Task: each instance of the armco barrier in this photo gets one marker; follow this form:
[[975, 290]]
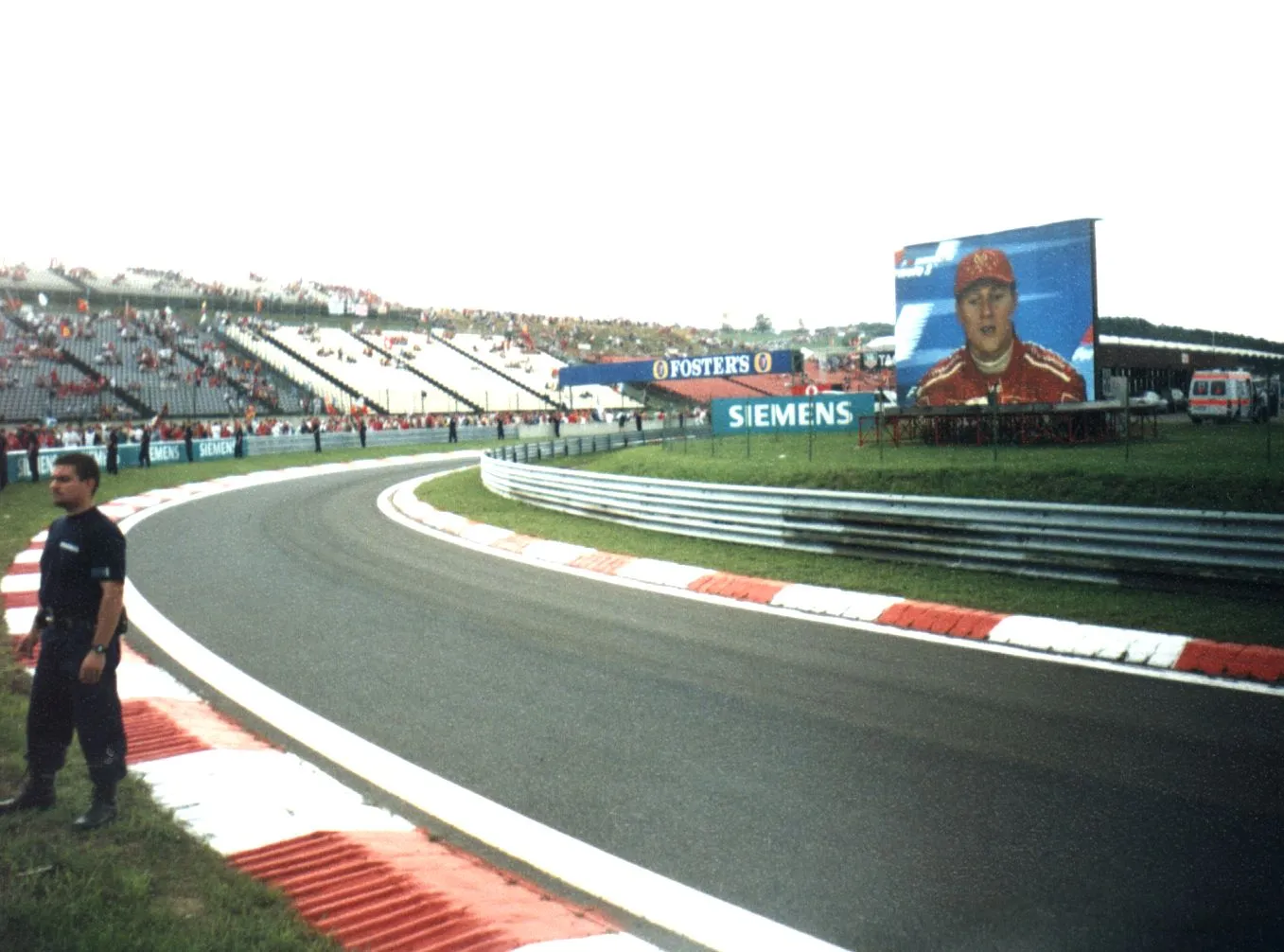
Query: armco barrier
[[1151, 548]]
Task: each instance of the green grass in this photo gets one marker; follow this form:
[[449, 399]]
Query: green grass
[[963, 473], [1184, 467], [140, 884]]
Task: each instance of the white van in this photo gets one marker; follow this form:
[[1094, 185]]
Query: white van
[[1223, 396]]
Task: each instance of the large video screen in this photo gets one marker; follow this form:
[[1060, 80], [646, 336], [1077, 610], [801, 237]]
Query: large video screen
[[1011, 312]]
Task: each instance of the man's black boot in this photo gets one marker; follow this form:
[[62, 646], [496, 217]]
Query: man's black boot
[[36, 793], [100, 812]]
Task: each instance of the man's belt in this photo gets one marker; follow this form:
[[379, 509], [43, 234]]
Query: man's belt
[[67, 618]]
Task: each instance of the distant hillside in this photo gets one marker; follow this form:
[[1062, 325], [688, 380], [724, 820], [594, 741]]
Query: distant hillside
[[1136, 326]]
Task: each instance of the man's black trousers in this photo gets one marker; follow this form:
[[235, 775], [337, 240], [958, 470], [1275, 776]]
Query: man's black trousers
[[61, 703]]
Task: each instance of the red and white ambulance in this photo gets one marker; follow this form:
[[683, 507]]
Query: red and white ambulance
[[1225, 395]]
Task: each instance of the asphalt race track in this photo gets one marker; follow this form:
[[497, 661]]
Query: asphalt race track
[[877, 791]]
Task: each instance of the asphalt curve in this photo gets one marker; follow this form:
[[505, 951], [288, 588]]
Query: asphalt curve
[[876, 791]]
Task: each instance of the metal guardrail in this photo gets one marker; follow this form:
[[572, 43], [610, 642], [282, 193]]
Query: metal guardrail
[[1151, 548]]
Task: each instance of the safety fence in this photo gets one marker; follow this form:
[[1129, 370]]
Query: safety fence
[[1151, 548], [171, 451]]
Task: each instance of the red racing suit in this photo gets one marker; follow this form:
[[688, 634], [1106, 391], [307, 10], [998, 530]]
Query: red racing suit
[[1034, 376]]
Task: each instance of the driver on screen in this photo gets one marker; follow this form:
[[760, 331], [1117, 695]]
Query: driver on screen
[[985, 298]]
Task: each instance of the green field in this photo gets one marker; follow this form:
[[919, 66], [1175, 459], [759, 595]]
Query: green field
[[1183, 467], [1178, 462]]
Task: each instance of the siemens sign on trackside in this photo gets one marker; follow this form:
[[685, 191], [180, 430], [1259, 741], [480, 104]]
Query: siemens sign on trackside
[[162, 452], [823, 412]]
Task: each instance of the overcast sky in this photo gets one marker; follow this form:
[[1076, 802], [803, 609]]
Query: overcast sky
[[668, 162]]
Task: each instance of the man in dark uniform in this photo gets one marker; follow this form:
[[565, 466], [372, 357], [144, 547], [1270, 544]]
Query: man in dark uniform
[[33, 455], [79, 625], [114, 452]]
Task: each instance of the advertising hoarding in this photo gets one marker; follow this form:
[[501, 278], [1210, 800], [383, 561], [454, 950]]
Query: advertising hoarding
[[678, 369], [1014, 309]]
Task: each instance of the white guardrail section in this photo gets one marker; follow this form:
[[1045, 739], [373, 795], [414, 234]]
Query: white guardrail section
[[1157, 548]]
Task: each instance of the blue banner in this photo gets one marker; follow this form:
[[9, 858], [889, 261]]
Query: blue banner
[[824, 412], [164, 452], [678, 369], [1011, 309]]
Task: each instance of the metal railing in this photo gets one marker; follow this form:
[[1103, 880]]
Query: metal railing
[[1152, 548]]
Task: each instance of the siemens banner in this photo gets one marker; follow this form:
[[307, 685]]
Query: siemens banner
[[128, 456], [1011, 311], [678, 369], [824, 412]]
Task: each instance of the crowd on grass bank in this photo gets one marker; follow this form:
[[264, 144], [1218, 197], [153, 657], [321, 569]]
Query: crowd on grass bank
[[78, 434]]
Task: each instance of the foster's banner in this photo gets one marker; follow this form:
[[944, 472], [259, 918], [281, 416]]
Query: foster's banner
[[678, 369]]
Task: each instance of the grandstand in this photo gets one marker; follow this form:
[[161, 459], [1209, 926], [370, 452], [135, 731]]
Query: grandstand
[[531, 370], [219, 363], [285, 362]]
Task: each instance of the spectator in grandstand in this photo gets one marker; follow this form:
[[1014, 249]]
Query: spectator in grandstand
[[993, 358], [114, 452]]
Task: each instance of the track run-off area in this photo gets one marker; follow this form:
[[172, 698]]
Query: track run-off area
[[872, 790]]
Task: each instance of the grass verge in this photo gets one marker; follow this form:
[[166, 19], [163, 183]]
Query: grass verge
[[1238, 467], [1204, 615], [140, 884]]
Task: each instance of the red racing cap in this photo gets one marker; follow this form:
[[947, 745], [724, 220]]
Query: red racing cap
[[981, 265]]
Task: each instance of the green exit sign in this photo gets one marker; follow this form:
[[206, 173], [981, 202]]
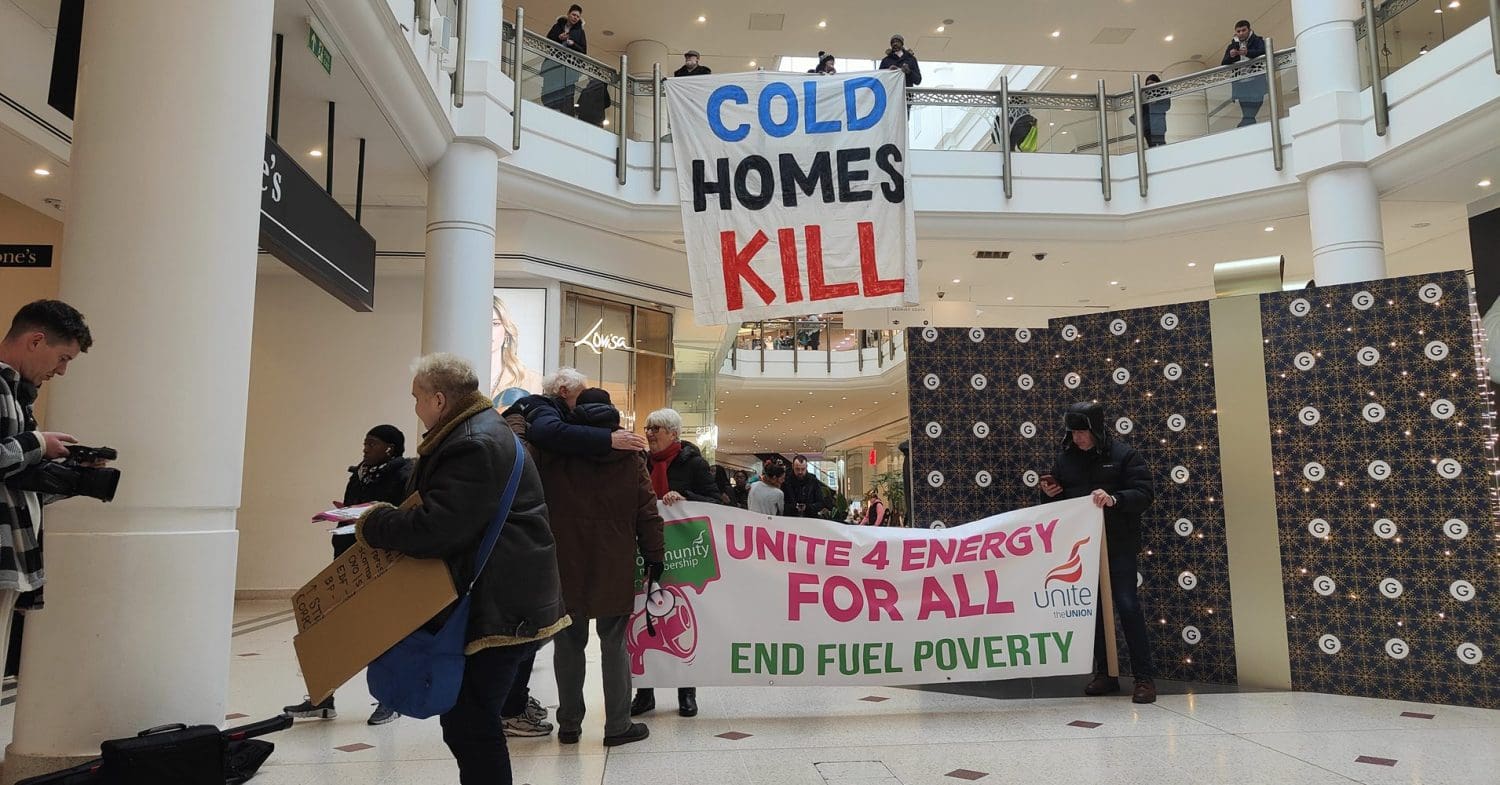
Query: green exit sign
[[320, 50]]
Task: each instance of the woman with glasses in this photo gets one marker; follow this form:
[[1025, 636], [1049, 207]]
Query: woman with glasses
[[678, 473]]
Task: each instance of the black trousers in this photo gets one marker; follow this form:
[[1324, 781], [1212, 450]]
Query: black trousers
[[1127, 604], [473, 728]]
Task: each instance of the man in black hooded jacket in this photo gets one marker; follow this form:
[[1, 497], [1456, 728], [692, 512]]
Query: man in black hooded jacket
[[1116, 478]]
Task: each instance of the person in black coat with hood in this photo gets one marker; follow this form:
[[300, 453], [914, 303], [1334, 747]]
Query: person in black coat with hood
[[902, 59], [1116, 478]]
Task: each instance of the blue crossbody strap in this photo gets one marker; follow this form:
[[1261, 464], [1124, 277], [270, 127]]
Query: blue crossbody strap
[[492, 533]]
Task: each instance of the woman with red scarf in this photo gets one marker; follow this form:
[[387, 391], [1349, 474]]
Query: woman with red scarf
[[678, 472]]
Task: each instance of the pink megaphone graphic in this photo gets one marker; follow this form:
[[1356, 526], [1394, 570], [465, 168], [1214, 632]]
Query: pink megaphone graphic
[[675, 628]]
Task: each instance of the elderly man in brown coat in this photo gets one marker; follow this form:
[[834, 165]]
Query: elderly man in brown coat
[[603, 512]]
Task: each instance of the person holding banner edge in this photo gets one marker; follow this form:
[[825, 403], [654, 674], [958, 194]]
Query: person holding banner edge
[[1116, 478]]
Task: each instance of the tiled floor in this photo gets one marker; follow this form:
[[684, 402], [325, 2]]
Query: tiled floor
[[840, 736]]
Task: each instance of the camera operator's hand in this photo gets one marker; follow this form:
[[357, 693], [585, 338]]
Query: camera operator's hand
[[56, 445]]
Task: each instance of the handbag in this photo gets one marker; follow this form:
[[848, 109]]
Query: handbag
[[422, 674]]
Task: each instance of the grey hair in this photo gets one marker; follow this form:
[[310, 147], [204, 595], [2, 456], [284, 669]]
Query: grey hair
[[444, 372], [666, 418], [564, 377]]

------------------------------

SHORT TASK:
Write each line of the material above as one string in a JSON list, skipping blank lines. Leave the pictures out of the result.

RESPONSE TO THE EXERCISE:
[
  "Task: each instance of the armco barrier in this photo gets one marker; follow this form:",
  "[[975, 290]]",
  "Query: armco barrier",
  "[[1151, 548]]",
  "Task: each instance of the green grass in this photo gets one marker; follow this form:",
  "[[449, 399]]",
  "Query: green grass",
  "[[963, 473], [1184, 467], [140, 884]]",
  "Task: each instance of the white van in this photo gets one marker; follow this form:",
  "[[1094, 185]]",
  "Query: white van",
  "[[1223, 396]]",
  "Task: each instance of the large video screen in this photo gets one marker; follow this form:",
  "[[1060, 80], [646, 336], [1077, 610], [801, 237]]",
  "Query: large video screen",
  "[[1011, 312]]",
  "Task: each instance of the man's black boot in this photo gets one marker; follow this form:",
  "[[62, 646], [496, 217]]",
  "Query: man's black boot",
  "[[36, 793], [100, 812]]",
  "Task: each instance of the man's belt in this photo gets one marker; follow this form:",
  "[[379, 509], [43, 234]]",
  "Query: man's belt",
  "[[67, 618]]",
  "Task: each instance of the distant hillside in this photo gets one marker; follow this form:",
  "[[1062, 325], [688, 380], [724, 820], [594, 741]]",
  "Query: distant hillside",
  "[[1136, 326]]",
  "Task: each instance of the man's black trousers in this photo gets one marker; follow this form:",
  "[[235, 775], [337, 240], [958, 470], [1275, 776]]",
  "Query: man's black trousers",
  "[[61, 703]]",
  "Task: each instance of the red and white ambulance in this photo gets one marker; follow this form:",
  "[[683, 507]]",
  "Query: red and white ambulance",
  "[[1225, 395]]",
  "Task: each instance of the asphalt race track in this photo gets one marker; follow this form:",
  "[[497, 661]]",
  "Query: asphalt race track",
  "[[877, 791]]",
  "Task: each instance of the asphalt curve in this photo gets one marker; follow this form:",
  "[[505, 951], [288, 588]]",
  "Query: asphalt curve",
  "[[876, 791]]",
  "Task: each instance of the metal guardrail in this photo gets one marker; follow this form:",
  "[[572, 43], [610, 642], [282, 193]]",
  "Query: metal guardrail",
  "[[1151, 548]]",
  "Task: each instance of the safety fence in this photo gets one marker; follow this form:",
  "[[1129, 370]]",
  "Query: safety fence",
  "[[1151, 548], [171, 451]]",
  "Task: each instance of the red racing suit in this photo gets one marker; follow this form:",
  "[[688, 634], [1106, 391], [307, 10], [998, 530]]",
  "Query: red racing suit",
  "[[1034, 376]]",
  "Task: each instance of the driver on screen in this photo gets one marker; follow this form:",
  "[[760, 331], [1117, 695]]",
  "Query: driver on screen",
  "[[985, 298]]",
  "Task: each instance of the green field in this photo gets one marker; follow this form:",
  "[[919, 66], [1175, 459], [759, 595]]",
  "Query: green field",
  "[[1183, 467], [1178, 462]]",
  "Task: each instance of the siemens sign on trackside in this photo gets one marker; follow this form:",
  "[[685, 191], [180, 430], [1259, 741], [480, 104]]",
  "Query: siemens sign on trackside",
  "[[162, 452], [823, 412]]",
  "Task: each instance of the overcast sky in this photo gets one marker; follow this form:",
  "[[1076, 802], [803, 609]]",
  "Query: overcast sky",
  "[[668, 162]]",
  "Task: each instance of the man in dark uniform in this photo gets one marker; follow this form:",
  "[[565, 466], [372, 357], [144, 547], [1270, 544]]",
  "Query: man in dark uniform",
  "[[33, 455], [79, 625], [114, 452]]",
  "Task: each instance of the advertising hoarding in this photo gets one marker; follow this form:",
  "[[501, 278], [1210, 800], [383, 561], [454, 950]]",
  "Query: advertising hoarding",
  "[[678, 369], [1014, 309]]",
  "Task: each instance of the white guardrail section in this photo gets one marker; follow this form:",
  "[[1045, 739], [373, 795], [414, 234]]",
  "Query: white guardrail section",
  "[[1157, 548]]",
  "Task: each instance of the blue banner in this photo gets one marker; follow this form:",
  "[[9, 858], [889, 261]]",
  "Query: blue banner",
  "[[824, 412], [164, 452], [678, 369], [1011, 309]]",
  "Task: each instance of the metal railing in this photo gets one marker; follow this form:",
  "[[1103, 880]]",
  "Query: metal railing",
  "[[1152, 548]]",
  "Task: each instance of the siemens banner in this photo gets one marker; follow this form:",
  "[[307, 685]]",
  "Query: siemens banner",
  "[[128, 456], [1011, 311], [678, 369], [824, 412]]",
  "Task: each instance of the crowd on grass bank in this photo gets one marker; follow this form:",
  "[[264, 144], [1218, 197], [153, 657], [321, 569]]",
  "Query: crowd on grass bank",
  "[[78, 434]]",
  "Task: each instance of the foster's banner in this photo gets one marker; follow this form:",
  "[[944, 472], [259, 918], [281, 416]]",
  "Query: foster's banner",
  "[[678, 369]]",
  "Task: each instance of the grandstand in this photo gets one marker; follow this form:",
  "[[161, 459], [1209, 926], [370, 452], [135, 731]]",
  "Query: grandstand",
  "[[531, 370], [219, 363], [285, 362]]",
  "Task: each instance of the spectator in grandstand in this photo gets one marker; follow this form:",
  "[[1014, 249]]",
  "Query: spectator in grandstand",
  "[[993, 358], [114, 452]]",
  "Task: each instance of the track run-off area in this photo gets one marker; follow this form:",
  "[[172, 698]]",
  "Query: track run-off area",
  "[[872, 790]]",
  "Task: each instance of the grass verge in this photo gets one marker; follow this form:",
  "[[166, 19], [163, 183]]",
  "Query: grass verge",
  "[[1238, 467], [1204, 615], [140, 884]]",
  "Task: each instance of the red racing cap in this photo gets one marker; follow this form:",
  "[[947, 745], [724, 220]]",
  "Query: red racing cap",
  "[[981, 265]]",
  "Task: each instance of the green exit sign in this photo gets one marker; follow this form:",
  "[[206, 173], [981, 202]]",
  "Query: green exit sign",
  "[[320, 50]]",
  "Task: each instance of the woman with glasses in this photo gets one marker; follow this form:",
  "[[1025, 636], [1049, 207]]",
  "Query: woman with glasses",
  "[[678, 473]]",
  "Task: each instance of the black trousers in this photo gets one marker; follow this form:",
  "[[1324, 781], [1212, 450]]",
  "Query: black trousers",
  "[[1127, 604], [473, 728]]",
  "Task: each instance of the man in black hooded jacket in this photo gets one marker; follow this form:",
  "[[1, 497], [1456, 728], [692, 512]]",
  "Query: man in black hooded jacket",
  "[[1116, 478]]",
  "Task: each instance of the person in black coat with hood in this photo gets one marker; follow this form:",
  "[[300, 453], [914, 303], [1334, 747]]",
  "Query: person in black coat with hood",
  "[[902, 59], [1116, 478]]",
  "Task: each instance of the blue crossbody strap in this photo gets one marker; follow this form:",
  "[[1261, 464], [1124, 277], [270, 127]]",
  "Query: blue crossbody strap",
  "[[492, 533]]",
  "Task: each instance of the woman with red scarf in this photo gets one marker; follow this form:",
  "[[387, 391], [1349, 474]]",
  "Query: woman with red scarf",
  "[[678, 472]]",
  "Task: each instance of the pink megaphone graphic in this photo gets one marker; follow this form:",
  "[[1356, 526], [1394, 570], [465, 168], [1214, 632]]",
  "Query: pink megaphone graphic",
  "[[675, 628]]",
  "Task: each instance of the elderly man in brown coat in this photo gets one marker; follow this form:",
  "[[834, 165]]",
  "Query: elderly man in brown coat",
  "[[603, 512]]",
  "Task: each instance of the person holding banner edge in this photo gets one marker; follow this form:",
  "[[825, 403], [654, 674], [958, 194]]",
  "Query: person holding banner edge",
  "[[1116, 478]]",
  "Task: each instance of the tiled floor in this photo gets one marker; follow this form:",
  "[[684, 402], [325, 2]]",
  "Query: tiled floor",
  "[[840, 736]]",
  "Task: each instance of the camera operator's hand in this photo gets one marker; follow this form:",
  "[[357, 693], [585, 338]]",
  "Query: camera operator's hand",
  "[[56, 445]]",
  "Task: each instance of the handbag in this photo gets one marker; follow this form:",
  "[[848, 109]]",
  "Query: handbag",
  "[[422, 674]]",
  "Task: each instance of the grey hair in this photo gets one marker; follow this form:",
  "[[310, 147], [204, 595], [2, 456], [284, 669]]",
  "Query: grey hair",
  "[[444, 372], [666, 418], [564, 377]]"
]